▶ _Exercise directions_
Go through the entries below line by line and count those containing "hairnet"; the answer is that count alone.

▶ _Stored data_
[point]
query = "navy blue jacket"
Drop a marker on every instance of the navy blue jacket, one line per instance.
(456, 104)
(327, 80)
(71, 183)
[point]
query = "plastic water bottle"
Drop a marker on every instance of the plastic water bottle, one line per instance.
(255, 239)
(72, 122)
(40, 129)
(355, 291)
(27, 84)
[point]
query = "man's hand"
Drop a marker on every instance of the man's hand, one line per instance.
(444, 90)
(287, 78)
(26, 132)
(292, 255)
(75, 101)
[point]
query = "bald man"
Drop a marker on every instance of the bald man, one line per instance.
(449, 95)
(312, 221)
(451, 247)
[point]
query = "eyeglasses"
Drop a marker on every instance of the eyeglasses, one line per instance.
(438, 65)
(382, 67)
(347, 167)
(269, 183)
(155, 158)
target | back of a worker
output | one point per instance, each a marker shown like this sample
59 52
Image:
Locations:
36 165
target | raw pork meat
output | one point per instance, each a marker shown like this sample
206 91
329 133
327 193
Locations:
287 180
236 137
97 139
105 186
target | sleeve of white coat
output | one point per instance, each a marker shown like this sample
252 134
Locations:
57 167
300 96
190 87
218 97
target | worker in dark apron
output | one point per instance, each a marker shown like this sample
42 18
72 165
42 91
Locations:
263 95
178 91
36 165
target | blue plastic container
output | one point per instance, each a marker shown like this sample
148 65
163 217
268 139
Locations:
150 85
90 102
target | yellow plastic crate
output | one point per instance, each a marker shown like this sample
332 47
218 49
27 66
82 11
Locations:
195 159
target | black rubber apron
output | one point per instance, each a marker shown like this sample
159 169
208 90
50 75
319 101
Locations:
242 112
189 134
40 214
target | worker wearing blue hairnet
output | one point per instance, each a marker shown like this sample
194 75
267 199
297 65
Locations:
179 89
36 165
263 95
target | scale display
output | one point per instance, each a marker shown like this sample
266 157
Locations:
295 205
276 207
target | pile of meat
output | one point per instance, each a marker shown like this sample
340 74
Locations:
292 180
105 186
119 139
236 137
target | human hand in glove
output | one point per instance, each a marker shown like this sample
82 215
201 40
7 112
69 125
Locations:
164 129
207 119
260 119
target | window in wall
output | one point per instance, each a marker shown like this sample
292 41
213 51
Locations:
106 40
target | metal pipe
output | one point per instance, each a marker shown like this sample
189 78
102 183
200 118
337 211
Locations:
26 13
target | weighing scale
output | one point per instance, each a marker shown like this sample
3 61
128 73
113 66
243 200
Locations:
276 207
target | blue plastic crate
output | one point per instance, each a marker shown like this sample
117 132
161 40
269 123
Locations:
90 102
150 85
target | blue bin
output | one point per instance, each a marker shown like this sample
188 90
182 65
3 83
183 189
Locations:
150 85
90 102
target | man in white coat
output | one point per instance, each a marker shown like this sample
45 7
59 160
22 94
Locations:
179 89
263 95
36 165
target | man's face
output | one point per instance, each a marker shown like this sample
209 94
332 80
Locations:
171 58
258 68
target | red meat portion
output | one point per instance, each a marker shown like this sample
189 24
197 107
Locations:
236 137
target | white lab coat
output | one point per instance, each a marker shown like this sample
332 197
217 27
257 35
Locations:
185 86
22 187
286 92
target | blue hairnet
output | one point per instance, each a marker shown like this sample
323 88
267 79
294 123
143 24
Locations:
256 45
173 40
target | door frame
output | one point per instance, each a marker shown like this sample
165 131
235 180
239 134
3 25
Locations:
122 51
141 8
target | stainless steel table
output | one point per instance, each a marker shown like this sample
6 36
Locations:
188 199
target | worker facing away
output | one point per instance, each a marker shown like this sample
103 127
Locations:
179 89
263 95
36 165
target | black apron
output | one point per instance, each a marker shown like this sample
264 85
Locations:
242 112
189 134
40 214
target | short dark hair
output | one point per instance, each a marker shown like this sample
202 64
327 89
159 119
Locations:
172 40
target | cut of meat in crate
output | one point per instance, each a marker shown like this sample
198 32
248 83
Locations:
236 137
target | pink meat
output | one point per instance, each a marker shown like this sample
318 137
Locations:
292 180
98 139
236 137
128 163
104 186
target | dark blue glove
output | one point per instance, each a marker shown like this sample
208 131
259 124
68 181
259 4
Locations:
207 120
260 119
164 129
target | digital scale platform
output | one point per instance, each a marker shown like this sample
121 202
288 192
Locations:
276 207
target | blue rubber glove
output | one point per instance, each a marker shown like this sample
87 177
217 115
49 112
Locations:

▶ _Answer to the exercise_
2